>>>
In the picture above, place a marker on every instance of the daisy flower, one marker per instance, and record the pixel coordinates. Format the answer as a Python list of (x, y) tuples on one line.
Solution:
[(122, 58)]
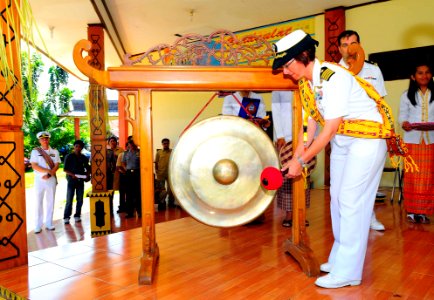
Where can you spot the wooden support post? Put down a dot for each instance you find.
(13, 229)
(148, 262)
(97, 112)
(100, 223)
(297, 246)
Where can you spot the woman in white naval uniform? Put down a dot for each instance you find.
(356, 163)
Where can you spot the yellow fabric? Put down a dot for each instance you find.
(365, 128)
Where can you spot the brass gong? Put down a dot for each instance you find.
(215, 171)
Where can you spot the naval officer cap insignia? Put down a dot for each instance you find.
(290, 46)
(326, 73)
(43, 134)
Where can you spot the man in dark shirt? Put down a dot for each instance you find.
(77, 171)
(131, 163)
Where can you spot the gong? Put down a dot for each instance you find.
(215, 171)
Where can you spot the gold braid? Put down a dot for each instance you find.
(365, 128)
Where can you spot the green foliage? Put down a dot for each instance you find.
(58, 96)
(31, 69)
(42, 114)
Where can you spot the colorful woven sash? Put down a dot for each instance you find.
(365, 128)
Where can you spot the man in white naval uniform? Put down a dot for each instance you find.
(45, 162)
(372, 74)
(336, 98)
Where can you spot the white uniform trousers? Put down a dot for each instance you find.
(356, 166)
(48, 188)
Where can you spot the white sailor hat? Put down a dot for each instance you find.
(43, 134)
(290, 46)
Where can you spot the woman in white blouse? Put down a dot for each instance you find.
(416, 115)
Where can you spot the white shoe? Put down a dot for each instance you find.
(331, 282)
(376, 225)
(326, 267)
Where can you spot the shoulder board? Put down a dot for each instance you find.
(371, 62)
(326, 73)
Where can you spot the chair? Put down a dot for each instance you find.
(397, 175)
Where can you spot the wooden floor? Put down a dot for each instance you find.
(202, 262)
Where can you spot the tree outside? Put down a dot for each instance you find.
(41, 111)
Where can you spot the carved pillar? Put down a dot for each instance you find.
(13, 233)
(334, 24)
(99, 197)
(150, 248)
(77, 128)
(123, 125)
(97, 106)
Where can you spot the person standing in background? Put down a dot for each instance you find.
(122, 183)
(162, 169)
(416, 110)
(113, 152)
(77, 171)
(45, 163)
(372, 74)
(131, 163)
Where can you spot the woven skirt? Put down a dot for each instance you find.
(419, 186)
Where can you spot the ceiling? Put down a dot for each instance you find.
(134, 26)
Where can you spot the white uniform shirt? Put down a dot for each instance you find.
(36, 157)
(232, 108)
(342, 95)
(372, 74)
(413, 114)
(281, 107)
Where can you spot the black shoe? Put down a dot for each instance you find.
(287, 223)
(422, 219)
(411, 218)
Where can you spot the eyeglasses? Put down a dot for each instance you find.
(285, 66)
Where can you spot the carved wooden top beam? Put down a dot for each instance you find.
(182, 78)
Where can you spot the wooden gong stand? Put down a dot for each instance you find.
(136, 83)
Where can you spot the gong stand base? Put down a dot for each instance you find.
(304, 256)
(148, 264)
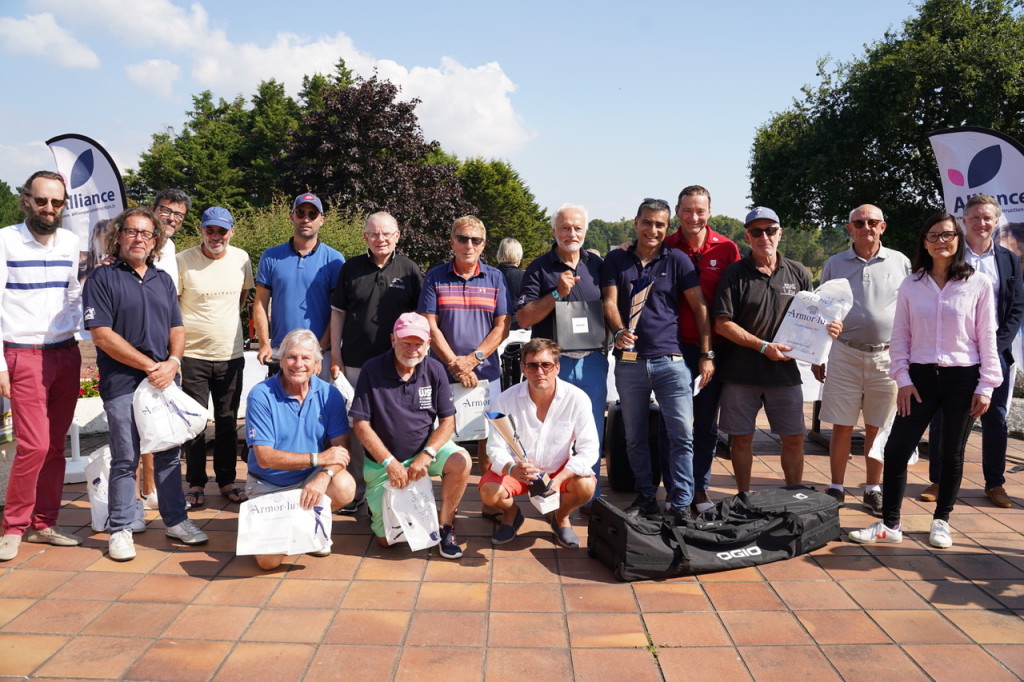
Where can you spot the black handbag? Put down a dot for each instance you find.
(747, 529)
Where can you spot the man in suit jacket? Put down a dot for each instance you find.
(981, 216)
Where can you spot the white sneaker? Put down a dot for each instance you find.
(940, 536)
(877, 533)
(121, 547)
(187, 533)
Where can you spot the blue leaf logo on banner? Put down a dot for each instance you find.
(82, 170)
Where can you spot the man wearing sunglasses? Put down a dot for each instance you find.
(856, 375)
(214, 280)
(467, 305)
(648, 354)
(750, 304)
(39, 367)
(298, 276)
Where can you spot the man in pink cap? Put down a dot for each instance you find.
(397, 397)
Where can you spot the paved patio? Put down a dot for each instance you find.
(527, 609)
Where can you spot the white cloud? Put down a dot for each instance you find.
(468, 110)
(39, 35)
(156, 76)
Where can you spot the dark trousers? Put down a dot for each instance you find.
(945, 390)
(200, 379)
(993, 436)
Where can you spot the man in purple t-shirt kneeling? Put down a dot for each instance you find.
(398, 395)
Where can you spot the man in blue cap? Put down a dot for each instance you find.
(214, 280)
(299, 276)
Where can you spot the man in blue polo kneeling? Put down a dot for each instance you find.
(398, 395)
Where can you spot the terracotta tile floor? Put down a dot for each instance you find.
<<<
>>>
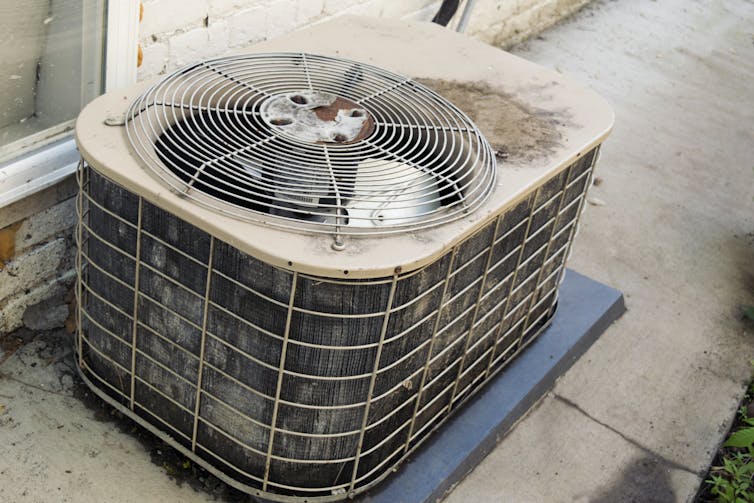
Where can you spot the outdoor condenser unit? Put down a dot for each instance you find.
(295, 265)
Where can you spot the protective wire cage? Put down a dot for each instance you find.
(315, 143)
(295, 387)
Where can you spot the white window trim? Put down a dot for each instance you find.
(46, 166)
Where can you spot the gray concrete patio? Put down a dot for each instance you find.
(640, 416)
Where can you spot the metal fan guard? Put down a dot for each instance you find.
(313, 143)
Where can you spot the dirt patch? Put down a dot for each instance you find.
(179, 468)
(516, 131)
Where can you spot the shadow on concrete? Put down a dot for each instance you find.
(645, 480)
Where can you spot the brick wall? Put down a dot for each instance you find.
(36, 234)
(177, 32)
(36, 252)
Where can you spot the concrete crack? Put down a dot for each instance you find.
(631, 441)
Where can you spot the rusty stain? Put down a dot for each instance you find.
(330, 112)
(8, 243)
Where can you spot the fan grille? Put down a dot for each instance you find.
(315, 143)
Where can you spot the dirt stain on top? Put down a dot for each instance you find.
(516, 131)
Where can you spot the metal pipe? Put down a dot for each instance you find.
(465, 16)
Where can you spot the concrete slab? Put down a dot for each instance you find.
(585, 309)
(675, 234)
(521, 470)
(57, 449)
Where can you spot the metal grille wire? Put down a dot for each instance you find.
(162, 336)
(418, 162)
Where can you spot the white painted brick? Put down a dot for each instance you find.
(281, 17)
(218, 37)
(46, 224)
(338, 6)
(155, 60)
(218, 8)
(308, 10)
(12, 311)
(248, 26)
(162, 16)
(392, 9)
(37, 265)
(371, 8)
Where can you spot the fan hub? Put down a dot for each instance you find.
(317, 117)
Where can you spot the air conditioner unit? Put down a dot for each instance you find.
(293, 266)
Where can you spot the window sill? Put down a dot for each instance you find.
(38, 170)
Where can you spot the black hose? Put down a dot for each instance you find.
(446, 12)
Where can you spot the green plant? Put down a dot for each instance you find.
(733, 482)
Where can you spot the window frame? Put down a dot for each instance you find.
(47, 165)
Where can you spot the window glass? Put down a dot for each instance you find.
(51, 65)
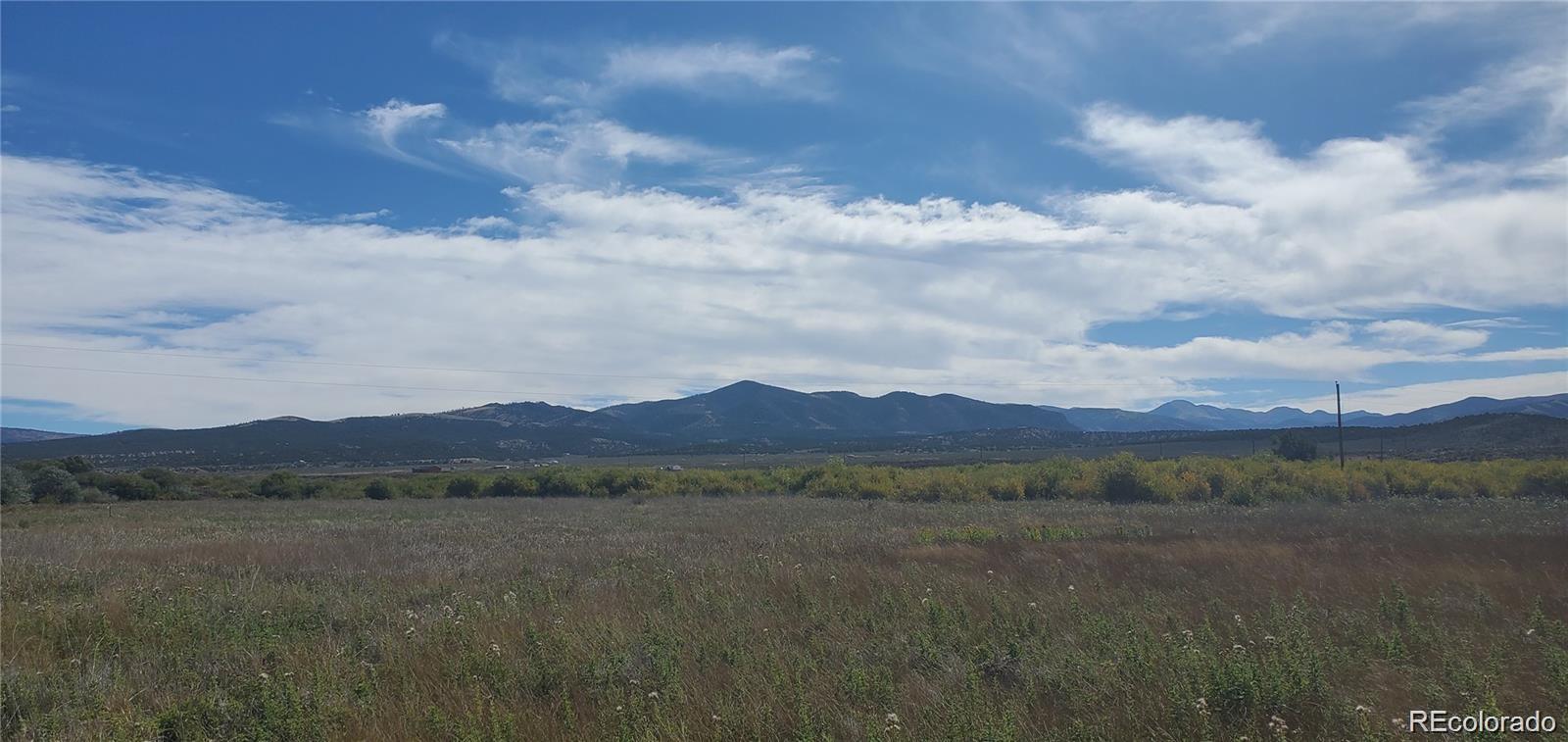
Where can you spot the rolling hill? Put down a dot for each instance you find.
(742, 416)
<<<
__ACTIVITY__.
An exact copy of the lines above, from the one containing "Where can you spot the man wearing" down to the one containing "Where can you spot the terracotta" and including both, is the whole answer; retype it and nothing else.

__RESPONSE FOR THIS EXERCISE__.
Where can you spot the man wearing sunglasses? Put down a dot for each instance you find.
(856, 375)
(214, 280)
(467, 305)
(648, 354)
(750, 304)
(39, 367)
(298, 276)
Where can you spot the man in pink cap? Put down a dot for each instance you find.
(397, 397)
Where can you spot the paved patio? Put down a dot for each instance you find.
(527, 609)
Where can you spot the white cloud? Put down a dot for each instance you find.
(468, 110)
(39, 35)
(156, 76)
Where can you spot the dark trousers? Put down a dot for each instance you find.
(945, 390)
(200, 379)
(993, 436)
Where can you spot the man in purple t-shirt kneeling? Put down a dot for each instance you find.
(398, 395)
Where can you spot the man in blue cap? Put down a dot for each instance you find.
(214, 280)
(299, 276)
Where can you spot the man in blue polo kneeling? Put down a dot for each instance you find.
(398, 395)
Where can you spot the terracotta tile floor? Put down a dot for each instance you find.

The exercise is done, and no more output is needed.